TASK OBJECTIVE -> Scan the records for lines with the word "ground", and copy every such line.

Natural language region descriptions
----------------

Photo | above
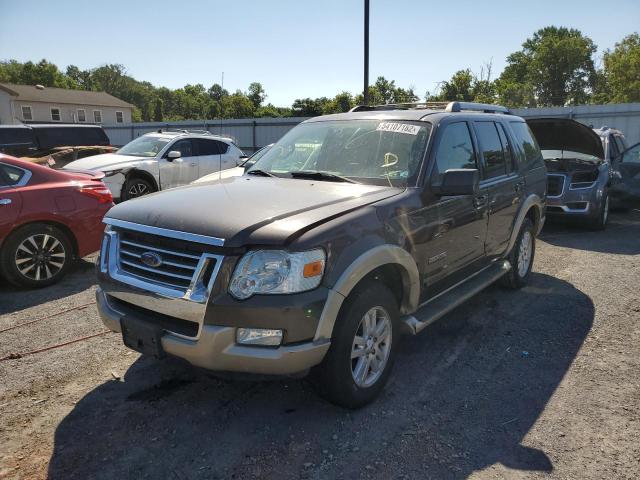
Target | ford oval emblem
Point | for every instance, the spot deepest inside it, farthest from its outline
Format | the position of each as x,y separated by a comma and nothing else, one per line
151,259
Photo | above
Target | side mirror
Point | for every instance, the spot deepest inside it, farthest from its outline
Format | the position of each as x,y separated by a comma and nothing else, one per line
459,181
173,154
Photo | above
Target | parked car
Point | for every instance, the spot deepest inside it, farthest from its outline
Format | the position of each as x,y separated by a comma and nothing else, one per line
47,217
53,144
351,230
161,160
237,171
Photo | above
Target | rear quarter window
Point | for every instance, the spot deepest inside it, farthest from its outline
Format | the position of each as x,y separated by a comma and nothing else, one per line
530,155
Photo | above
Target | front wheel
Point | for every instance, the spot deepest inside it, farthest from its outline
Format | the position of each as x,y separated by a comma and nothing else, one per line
521,257
363,348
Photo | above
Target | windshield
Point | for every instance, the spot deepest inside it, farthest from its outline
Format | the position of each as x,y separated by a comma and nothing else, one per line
568,154
367,151
145,146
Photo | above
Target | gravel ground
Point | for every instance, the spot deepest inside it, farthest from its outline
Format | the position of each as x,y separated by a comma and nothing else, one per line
542,382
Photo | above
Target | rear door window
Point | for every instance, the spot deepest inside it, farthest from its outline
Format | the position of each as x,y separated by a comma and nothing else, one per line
494,164
455,150
526,142
10,175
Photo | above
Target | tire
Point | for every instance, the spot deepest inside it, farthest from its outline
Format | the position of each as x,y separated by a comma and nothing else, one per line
36,256
600,221
135,187
521,261
335,377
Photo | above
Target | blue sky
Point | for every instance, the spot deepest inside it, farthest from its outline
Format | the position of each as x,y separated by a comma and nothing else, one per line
298,48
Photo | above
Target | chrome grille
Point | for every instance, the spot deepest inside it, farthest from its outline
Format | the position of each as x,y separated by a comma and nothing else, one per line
555,185
176,270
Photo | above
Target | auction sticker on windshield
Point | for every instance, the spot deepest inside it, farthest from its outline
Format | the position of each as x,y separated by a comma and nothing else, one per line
398,128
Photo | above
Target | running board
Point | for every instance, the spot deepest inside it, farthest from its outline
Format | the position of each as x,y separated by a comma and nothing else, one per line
442,304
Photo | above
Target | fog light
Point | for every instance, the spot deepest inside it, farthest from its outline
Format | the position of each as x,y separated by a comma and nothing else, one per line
259,336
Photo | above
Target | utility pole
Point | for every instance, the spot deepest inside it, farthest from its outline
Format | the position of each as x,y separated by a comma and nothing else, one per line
366,52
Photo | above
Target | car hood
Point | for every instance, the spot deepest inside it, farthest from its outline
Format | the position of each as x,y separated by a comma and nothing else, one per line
566,134
249,210
104,162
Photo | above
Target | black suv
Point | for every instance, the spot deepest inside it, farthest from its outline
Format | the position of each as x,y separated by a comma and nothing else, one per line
350,231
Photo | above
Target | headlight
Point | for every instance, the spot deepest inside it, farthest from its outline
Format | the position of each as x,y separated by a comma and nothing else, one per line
277,272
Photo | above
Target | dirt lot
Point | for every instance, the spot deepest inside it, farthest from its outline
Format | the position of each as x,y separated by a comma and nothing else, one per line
536,383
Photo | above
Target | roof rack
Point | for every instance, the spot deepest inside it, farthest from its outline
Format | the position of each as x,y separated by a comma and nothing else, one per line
184,130
446,106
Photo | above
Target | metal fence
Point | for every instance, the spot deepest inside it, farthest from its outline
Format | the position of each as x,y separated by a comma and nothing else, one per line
251,134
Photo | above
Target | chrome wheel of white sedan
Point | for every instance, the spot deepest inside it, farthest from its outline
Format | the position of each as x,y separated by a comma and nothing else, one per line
371,347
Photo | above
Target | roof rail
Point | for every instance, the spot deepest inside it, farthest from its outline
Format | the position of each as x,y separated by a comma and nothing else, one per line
400,106
476,107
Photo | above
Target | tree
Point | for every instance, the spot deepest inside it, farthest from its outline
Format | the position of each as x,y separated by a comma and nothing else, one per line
256,94
554,67
621,75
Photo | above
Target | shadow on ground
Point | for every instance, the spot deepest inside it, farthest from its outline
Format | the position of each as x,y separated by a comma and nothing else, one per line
463,396
13,299
573,235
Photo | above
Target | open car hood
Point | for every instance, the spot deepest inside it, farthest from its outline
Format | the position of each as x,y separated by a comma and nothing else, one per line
566,134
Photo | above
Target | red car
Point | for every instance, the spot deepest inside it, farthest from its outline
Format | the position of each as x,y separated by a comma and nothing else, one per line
47,218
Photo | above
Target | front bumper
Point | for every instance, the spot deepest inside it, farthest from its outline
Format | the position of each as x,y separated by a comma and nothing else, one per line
216,348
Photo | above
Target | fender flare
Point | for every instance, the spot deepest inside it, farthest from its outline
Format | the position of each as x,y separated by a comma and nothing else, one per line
360,268
532,200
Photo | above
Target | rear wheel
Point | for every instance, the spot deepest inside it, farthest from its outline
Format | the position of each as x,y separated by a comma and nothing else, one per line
136,187
363,348
521,257
36,256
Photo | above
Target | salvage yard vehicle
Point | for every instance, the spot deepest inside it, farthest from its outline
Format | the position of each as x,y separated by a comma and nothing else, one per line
396,215
54,145
47,217
161,160
239,170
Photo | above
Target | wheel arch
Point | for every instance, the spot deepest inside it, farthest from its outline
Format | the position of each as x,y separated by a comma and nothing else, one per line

----------------

ANSWER AREA ->
Target | gravel ground
Target | shadow on ground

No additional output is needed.